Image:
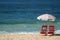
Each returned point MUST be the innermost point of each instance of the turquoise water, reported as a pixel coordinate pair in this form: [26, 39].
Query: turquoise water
[21, 16]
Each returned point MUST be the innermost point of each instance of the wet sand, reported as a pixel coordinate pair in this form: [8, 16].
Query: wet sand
[27, 37]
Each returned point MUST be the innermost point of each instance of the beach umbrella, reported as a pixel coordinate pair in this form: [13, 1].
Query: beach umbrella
[46, 17]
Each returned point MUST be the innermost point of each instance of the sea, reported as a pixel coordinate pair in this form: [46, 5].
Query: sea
[20, 16]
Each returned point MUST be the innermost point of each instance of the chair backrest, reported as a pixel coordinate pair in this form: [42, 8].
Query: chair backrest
[51, 28]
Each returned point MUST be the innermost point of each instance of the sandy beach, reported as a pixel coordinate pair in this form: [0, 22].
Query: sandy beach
[27, 37]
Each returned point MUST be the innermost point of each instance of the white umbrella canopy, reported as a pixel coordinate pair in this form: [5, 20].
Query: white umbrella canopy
[46, 17]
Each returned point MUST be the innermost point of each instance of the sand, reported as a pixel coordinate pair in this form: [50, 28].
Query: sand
[27, 37]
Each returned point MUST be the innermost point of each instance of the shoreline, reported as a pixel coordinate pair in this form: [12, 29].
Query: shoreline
[27, 37]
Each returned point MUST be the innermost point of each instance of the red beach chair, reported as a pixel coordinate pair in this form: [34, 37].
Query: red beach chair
[51, 30]
[44, 30]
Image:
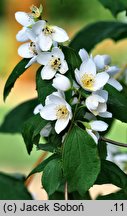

--------------------

Required work:
Rescale and repeat every line from the one containing "form: [12, 29]." down to the end of the data, requests included, multiplying each point coordinate in the answers by 2.4 and rounding to whole numbers with halves rounded up. Keep the requests and their sample coordinates unchanged, and leave the pictures out.

Complete output:
Each returned point MUST be the innermost point of each instance of the shoreline, reported as a pixel coordinate pair in this form: [12, 29].
Query: shoreline
[65, 89]
Each returned point MUST be the innermost point of each instance of the red beach chair, reported as a pixel coordinate pair in this form: [34, 37].
Query: red beach chair
[122, 72]
[106, 72]
Image:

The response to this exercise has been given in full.